◆ **KUTIPAN HALAMAN**:
┌────────

Oleh: M. Tanziel Aziezi
Pada tanggal 19 April 2016, Mahkamah Agung RI menetapkan Peraturan Mahkamah Agung Nomor 4 Tahun 2016 tentang Larangan Peninjauan Kembali Putusan Praperadilan (Perma No. 4 Tahun 2016). Perma ini dibentuk untuk mengakhiri polemik boleh atau tidaknya putusan praperadilan diajukan upaya hukum peninjauan kembali (PK) apabila terdapat penyelundupan hukum.[1]
Perma No. 4 Tahun 2016 mengatur tentang larangan PK atas putusan praperadilan, juga mengatur objek perkara yang dapat diajukan praperadilan, khususnya pasca putusan Mahkamah Konstitusi (MK) Nomor 21/PUU-XII/2014.[2]
Saya sangat mengapresiasi terbitnya Perma ini. Sebab, menurut saya Mahkamah Agung (MA) telah berupaya menjaga kesatuan hukum dalam menghadapi perkembangan hukum mengenai praperadilan yang ada saat ini. Melalui perma ini, MA telah menjawab kegundahan saya tentang sah tidaknya penetapan tersangka sebagai objek praperadilan (Praperadilan Atas Sah Tidaknya Penetapan Tersangka (Perjudian Hukum Yang Di(ter)biarkan”).
Selain itu, Perma ini menunjukan “kepatuhan” MA dalam menjalankan putusan MK. Pasalnya, isi materi Perma, khususnya mengenai objek praperadilan, sesuai dengan putusan MK.

└────────

◆ **TUGAS A**:
Tuliskan ulang sebagian kutipan halaman tanpa perubahan. Mulailah pada kata-kata yang memuat "Selain itu, Perma" dan berhentilah setelah "dengan putusan MK.".
◆ **TUGAS B**:
Jawab pertanyaan berikut berdasarkan kutipan halaman.
(i) Pada tanggal berapa Mahkamah Agung RI menetapkan Perma No. 4 Tahun 2016?
(ii) Putusan Mahkamah Konstitusi bernomor berapa yang disebut terkait objek perkara praperadilan?
(iii) Dengan apa isi materi Perma, khususnya mengenai objek praperadilan, dinyatakan sesuai?

◆ **DATA TERCATAT**:
┌────────

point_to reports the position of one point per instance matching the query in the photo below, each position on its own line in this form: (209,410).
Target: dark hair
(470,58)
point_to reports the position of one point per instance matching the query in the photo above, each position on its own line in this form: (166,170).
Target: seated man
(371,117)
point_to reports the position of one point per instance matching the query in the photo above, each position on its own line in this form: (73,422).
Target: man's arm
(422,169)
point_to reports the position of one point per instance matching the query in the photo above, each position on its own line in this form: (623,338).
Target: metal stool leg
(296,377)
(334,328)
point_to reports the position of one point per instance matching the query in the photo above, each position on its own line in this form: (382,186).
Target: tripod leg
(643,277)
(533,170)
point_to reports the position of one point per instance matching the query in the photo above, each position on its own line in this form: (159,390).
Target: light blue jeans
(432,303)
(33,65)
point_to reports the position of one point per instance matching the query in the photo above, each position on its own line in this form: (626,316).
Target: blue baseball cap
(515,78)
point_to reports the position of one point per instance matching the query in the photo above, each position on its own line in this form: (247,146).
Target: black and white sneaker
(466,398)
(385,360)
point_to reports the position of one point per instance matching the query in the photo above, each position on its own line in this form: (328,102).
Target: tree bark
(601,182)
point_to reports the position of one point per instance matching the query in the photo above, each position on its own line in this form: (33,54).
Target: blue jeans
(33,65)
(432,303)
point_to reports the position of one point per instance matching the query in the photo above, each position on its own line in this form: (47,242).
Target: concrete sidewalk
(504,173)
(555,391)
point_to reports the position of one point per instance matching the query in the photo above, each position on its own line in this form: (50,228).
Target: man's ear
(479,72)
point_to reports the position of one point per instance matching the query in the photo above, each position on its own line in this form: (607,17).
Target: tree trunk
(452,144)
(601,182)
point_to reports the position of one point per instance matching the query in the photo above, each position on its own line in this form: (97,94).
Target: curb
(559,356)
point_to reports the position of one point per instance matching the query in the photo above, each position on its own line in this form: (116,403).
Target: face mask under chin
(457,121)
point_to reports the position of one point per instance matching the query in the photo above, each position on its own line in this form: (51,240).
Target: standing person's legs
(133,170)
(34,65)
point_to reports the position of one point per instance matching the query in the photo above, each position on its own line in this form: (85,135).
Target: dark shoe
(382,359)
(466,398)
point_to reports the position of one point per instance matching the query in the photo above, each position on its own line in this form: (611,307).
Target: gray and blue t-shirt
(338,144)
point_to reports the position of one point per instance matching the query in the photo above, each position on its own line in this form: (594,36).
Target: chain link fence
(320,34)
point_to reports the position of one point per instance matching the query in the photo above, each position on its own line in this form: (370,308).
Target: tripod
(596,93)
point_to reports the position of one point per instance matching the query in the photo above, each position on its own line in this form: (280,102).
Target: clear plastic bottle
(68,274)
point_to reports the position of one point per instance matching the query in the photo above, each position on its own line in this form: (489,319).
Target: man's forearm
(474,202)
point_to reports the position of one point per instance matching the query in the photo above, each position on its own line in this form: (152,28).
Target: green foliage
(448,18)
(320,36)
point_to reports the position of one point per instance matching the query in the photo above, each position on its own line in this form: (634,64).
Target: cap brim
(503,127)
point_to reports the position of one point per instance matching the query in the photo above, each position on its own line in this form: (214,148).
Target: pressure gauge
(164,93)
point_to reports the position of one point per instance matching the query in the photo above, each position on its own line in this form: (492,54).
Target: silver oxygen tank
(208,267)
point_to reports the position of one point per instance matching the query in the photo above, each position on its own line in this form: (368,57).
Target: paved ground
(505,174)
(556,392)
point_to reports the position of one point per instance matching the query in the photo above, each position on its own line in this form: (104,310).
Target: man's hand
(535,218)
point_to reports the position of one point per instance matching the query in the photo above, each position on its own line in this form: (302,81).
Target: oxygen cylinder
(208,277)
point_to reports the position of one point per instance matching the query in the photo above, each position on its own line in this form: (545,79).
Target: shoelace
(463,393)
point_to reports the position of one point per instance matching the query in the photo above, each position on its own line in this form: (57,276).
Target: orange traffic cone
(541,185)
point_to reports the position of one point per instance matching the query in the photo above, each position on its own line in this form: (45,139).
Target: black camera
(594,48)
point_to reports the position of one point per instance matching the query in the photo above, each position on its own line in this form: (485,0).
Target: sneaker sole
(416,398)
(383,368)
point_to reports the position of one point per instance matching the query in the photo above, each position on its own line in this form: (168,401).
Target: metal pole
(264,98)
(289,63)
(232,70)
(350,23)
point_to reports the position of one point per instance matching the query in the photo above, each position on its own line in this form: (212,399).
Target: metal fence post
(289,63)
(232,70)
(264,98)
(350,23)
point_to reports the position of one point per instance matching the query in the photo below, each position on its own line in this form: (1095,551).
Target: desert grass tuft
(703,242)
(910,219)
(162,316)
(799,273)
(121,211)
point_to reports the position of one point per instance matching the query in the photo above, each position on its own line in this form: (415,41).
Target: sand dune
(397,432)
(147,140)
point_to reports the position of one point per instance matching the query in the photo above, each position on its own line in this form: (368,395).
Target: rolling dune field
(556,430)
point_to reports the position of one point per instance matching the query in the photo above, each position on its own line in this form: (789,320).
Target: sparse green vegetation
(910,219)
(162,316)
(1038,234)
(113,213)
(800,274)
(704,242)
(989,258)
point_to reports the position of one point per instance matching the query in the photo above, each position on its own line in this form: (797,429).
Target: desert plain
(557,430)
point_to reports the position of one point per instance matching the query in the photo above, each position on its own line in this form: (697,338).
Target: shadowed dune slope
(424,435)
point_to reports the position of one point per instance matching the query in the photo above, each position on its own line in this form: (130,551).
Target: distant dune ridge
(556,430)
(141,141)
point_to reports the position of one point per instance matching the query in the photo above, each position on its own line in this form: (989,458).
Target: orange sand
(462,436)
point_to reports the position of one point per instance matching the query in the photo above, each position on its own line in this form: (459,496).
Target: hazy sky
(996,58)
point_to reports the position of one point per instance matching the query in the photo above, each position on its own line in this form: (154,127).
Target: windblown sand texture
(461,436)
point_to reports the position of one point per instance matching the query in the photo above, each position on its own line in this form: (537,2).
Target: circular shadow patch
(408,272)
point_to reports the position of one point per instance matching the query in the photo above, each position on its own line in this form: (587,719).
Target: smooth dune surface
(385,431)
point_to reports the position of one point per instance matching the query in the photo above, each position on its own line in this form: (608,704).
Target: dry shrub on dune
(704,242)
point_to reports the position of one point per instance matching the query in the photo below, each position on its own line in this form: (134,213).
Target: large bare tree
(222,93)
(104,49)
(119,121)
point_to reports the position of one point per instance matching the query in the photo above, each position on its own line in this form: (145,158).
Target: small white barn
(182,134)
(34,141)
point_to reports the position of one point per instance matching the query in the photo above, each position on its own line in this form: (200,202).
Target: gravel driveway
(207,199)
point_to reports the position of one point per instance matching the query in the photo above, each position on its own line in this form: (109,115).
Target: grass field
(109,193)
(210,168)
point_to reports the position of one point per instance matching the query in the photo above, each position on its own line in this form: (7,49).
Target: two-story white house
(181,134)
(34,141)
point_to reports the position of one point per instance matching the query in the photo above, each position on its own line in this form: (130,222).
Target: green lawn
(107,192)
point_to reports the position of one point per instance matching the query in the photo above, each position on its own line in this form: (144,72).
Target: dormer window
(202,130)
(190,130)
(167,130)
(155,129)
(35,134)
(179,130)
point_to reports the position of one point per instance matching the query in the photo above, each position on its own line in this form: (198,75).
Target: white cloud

└────────

◆ **JAWABAN TUGAS A**:
Selain itu, Perma ini menunjukan “kepatuhan” MA dalam menjalankan putusan MK. Pasalnya, isi materi Perma, khususnya mengenai objek praperadilan, sesuai dengan putusan MK.

◆ **JAWABAN TUGAS B**:
(i) 19 April 2016.
(ii) Nomor 21/PUU-XII/2014.
(iii) Dengan putusan MK.